## Short task
Return each line of the records that contains the word "handrail".
--- start ---
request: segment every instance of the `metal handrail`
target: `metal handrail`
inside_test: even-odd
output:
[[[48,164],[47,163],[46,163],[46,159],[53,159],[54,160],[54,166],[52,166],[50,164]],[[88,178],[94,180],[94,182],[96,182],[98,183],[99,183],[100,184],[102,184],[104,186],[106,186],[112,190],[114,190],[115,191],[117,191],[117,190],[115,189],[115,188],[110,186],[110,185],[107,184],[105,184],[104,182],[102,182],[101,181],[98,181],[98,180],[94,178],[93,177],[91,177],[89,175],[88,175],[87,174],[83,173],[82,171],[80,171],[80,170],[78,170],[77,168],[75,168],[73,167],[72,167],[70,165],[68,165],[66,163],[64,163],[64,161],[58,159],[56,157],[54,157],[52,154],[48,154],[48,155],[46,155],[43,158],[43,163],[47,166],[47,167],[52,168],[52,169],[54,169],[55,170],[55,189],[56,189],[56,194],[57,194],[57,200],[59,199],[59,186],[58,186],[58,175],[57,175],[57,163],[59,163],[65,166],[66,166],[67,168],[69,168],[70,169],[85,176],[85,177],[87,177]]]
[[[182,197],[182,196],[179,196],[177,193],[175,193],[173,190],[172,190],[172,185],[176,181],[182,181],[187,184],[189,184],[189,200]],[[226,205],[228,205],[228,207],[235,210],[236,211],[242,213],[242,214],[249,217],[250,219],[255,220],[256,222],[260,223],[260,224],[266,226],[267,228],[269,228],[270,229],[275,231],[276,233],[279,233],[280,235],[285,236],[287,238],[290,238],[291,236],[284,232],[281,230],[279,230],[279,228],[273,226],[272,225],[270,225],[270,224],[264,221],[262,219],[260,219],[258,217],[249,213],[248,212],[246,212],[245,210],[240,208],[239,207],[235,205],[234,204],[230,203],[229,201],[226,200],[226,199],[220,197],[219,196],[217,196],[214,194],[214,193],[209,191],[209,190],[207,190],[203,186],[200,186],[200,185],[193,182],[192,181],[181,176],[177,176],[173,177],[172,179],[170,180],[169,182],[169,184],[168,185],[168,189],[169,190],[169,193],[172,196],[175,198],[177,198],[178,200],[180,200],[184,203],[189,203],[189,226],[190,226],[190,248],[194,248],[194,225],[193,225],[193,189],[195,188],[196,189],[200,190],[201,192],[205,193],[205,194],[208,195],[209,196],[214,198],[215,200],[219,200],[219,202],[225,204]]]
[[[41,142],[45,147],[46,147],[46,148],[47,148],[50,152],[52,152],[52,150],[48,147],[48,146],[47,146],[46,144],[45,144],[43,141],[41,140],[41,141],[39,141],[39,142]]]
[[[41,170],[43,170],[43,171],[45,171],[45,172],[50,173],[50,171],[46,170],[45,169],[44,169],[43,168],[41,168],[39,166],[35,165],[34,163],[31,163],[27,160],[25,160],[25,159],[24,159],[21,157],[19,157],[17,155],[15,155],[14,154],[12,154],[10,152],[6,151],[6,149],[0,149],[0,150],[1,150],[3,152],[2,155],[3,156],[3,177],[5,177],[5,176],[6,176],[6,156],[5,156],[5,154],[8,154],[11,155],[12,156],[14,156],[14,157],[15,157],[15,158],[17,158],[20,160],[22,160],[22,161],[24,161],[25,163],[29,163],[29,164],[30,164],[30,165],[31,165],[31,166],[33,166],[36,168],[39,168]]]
--- end ---
## Solution to the exercise
request: segment every instance of the `metal handrail`
target: `metal handrail`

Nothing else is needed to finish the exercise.